--- 数据摘录 ---
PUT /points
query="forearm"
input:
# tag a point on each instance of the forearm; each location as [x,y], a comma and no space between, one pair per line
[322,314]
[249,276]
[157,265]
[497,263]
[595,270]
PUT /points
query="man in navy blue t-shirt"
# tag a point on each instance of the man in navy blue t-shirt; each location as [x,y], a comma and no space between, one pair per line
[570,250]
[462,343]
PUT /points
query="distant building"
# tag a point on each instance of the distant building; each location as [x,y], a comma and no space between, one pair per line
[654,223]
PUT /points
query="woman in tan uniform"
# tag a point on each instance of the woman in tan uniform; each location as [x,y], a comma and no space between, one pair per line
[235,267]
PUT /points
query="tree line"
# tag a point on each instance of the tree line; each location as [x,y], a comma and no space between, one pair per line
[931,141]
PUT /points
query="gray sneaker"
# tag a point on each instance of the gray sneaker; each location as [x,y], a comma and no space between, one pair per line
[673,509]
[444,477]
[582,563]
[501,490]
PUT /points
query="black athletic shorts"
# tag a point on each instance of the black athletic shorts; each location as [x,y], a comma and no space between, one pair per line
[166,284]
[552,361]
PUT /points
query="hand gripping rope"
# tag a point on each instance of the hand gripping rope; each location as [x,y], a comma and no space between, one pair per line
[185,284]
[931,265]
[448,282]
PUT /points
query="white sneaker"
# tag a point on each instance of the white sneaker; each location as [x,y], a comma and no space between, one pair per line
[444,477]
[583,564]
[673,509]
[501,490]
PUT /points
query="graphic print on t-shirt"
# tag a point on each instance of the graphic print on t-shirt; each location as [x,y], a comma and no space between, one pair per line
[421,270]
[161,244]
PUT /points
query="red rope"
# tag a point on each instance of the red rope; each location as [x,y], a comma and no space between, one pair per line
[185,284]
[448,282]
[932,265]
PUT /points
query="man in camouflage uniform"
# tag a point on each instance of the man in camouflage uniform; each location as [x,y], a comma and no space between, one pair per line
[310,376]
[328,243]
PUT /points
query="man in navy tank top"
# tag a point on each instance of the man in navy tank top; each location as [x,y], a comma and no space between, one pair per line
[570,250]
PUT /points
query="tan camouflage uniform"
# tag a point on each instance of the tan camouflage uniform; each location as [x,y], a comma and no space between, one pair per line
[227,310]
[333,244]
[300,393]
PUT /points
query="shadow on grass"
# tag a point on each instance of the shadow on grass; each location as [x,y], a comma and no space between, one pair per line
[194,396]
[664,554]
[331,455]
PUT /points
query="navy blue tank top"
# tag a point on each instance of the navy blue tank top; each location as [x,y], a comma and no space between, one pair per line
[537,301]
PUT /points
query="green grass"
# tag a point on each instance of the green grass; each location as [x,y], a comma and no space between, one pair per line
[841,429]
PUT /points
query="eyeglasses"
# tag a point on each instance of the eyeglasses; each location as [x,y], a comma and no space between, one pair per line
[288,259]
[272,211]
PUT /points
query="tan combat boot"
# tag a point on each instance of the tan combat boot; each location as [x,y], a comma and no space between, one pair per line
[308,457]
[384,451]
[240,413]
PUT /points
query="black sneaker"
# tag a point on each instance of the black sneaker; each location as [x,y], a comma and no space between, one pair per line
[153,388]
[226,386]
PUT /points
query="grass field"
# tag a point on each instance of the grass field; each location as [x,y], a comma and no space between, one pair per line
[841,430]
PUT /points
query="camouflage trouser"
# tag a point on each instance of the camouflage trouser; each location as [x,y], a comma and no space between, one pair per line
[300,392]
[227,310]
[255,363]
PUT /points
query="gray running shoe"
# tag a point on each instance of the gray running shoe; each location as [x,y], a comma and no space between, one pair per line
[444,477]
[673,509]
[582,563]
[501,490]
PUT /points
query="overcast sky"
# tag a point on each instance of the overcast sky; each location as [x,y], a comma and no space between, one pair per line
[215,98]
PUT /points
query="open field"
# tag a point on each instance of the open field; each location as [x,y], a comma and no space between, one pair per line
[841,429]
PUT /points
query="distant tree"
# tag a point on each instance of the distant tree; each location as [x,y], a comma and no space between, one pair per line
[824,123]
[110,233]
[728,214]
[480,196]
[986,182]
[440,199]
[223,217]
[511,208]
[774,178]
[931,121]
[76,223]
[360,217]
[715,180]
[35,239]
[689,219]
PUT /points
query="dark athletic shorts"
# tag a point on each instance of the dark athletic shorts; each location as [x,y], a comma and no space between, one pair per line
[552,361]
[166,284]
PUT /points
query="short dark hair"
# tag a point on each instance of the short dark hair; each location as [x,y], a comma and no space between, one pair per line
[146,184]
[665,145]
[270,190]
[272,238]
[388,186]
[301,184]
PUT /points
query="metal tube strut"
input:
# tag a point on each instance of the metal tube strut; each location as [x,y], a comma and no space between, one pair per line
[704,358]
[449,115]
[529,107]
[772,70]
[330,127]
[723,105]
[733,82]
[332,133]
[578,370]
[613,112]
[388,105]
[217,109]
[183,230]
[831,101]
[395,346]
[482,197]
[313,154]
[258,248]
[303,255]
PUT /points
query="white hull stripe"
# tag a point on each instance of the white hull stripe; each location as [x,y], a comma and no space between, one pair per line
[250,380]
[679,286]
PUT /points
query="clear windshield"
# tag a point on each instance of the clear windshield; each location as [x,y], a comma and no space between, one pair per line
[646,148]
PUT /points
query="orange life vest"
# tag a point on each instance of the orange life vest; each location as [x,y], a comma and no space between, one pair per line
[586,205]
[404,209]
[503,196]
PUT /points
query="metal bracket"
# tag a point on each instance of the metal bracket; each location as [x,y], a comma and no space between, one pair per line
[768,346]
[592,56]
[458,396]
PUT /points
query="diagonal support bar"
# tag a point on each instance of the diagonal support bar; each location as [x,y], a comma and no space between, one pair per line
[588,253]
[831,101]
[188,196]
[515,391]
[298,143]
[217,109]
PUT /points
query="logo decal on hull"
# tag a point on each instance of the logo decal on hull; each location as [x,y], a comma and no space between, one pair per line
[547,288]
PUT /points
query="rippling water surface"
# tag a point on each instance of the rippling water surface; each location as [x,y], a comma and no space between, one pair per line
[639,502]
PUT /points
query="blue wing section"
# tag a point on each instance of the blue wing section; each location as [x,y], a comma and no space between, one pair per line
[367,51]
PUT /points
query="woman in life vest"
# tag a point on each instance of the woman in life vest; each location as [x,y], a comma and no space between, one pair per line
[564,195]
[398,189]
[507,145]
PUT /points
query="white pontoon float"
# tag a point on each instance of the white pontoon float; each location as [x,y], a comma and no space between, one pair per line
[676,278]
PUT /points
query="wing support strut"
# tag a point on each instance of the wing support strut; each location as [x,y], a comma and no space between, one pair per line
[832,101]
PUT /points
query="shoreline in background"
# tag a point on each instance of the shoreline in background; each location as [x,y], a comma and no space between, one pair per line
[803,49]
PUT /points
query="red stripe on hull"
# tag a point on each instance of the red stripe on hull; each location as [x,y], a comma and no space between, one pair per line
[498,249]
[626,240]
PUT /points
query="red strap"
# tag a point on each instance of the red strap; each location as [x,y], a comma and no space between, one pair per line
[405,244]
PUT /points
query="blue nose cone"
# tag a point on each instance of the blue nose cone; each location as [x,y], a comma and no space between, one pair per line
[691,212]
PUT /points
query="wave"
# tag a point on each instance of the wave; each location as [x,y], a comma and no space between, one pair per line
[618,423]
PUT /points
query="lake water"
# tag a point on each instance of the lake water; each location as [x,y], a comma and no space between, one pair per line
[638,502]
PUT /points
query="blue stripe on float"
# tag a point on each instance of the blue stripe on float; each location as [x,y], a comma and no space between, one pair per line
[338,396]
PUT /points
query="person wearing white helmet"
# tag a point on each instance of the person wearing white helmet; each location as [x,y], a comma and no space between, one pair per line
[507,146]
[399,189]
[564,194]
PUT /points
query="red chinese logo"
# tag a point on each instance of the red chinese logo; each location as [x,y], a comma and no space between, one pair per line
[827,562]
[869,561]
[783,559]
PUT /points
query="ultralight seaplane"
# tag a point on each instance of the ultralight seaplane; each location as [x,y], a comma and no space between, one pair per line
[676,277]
---
» **题目详情**: 请找出上面记录中所有包含单词“hull”的行，并把这些行逐一完整抄出。

» **任务答案**:
query="white hull stripe"
# tag a point on each instance of the white hull stripe; each location as [x,y], a comma and no space between, one pair per line
query="logo decal on hull"
# tag a point on each instance of the logo decal on hull; each location as [x,y], a comma and no space between, one pair per line
query="red stripe on hull"
# tag a point on each instance of the red stripe on hull; each location as [x,y], a comma and no space between, one pair per line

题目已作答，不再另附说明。